---------- Listing
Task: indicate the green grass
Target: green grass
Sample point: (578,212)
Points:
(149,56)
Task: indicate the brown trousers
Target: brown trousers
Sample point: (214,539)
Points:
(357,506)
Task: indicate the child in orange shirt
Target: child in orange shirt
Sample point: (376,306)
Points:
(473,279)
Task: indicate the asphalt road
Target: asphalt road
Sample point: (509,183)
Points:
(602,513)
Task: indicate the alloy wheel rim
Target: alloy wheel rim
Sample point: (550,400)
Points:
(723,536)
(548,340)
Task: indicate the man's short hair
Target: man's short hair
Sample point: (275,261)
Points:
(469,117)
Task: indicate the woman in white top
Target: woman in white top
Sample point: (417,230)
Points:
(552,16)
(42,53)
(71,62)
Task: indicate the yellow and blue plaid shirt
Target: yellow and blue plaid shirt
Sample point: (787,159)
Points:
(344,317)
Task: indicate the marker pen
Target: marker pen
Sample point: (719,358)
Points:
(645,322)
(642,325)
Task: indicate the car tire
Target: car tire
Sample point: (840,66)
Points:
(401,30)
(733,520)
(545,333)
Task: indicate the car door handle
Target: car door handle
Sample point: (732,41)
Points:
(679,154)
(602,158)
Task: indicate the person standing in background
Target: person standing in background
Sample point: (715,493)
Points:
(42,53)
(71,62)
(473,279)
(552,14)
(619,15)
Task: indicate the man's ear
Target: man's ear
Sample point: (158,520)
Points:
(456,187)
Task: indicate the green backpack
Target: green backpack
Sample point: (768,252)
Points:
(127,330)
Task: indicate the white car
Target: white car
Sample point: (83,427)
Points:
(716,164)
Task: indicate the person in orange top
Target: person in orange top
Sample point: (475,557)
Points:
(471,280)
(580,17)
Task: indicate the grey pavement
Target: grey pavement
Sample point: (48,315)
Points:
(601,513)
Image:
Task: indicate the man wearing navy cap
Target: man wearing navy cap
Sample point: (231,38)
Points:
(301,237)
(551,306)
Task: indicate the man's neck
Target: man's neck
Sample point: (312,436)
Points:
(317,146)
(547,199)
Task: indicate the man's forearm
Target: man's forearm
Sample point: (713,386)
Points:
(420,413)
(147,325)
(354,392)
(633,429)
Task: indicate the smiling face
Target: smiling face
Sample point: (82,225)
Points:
--------------------
Update the material above by replacing every instance of "indicate" with "mark". Leave everything else as it is.

**Exercise result:**
Task: mark the green grass
Target: green grass
Sample point: (578,212)
Points:
(149,56)
Task: mark the brown trousers
Target: brown trousers
Sample point: (214,539)
Points:
(357,506)
Task: mark the child in orange shirt
Target: child in orange shirt
Sample point: (376,306)
Points:
(473,279)
Task: mark the asphalt road
Target: asphalt road
Sample point: (509,183)
Points:
(602,513)
Task: mark the alloy wheel rim
Target: alloy wheel rim
Sample point: (550,400)
Points:
(723,536)
(548,340)
Task: mark the man's short hair
Target: man's short hair
Sample point: (275,261)
Points:
(469,117)
Task: mark the woman in white top
Target: woman in white top
Sample point: (417,230)
Points:
(552,16)
(42,53)
(71,62)
Task: mark the yellow and blue plaid shirt
Target: yellow and blue plaid shirt
Sample point: (787,159)
Points:
(344,317)
Task: mark the marker pen
Target: marker pen
Sample point: (719,358)
Points:
(645,322)
(642,325)
Task: mark the car tire
Target: car tire
Sample point: (840,66)
Points:
(401,30)
(733,520)
(545,333)
Task: mark the car door handle
Target: car door handle
Sample point: (732,41)
Points:
(679,154)
(602,158)
Task: mark the person standing in background
Target: person standing in background
Sample point: (715,493)
Points:
(42,53)
(71,62)
(473,279)
(552,14)
(619,15)
Task: mark the man's ear
Target: man's ear
Sample point: (158,520)
Points:
(456,187)
Task: mark the green backpack
Target: green backpack
Sample point: (768,252)
Points:
(127,330)
Task: mark the white car
Target: white car
Sample point: (83,427)
Points:
(716,164)
Task: mark the person in orange top
Target: person in orange top
Sample point: (475,557)
Points:
(471,280)
(580,17)
Task: mark the grey pavement
Target: grey pavement
Sample point: (48,315)
Points:
(601,513)
Image:
Task: mark the man wearing navy cap
Target: man wearing navy cap
Sample point: (231,38)
Points:
(301,237)
(551,306)
Task: mark the man's neck
Target: man's neck
Sample point: (312,436)
Points:
(317,146)
(547,199)
Task: mark the man's forearm
Target: man's forearm
Sample point: (713,386)
Points:
(420,413)
(147,325)
(354,392)
(633,429)
Task: mark the smiling face
Target: smiling face
Sample point: (82,225)
Points:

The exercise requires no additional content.